__What to produce__: Rewrite the lines below with "forested hillside" changed to "wooded slope", and leave everything else untouched.
** start of Listed entries **
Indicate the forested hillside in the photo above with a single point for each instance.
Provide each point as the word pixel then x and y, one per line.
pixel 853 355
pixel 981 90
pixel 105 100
** end of Listed entries **
__Worked answer__:
Indicate the wooded slope in the photo above with a single point for each instance.
Provide each point as the word pixel then x and y, one per line.
pixel 853 355
pixel 981 90
pixel 105 100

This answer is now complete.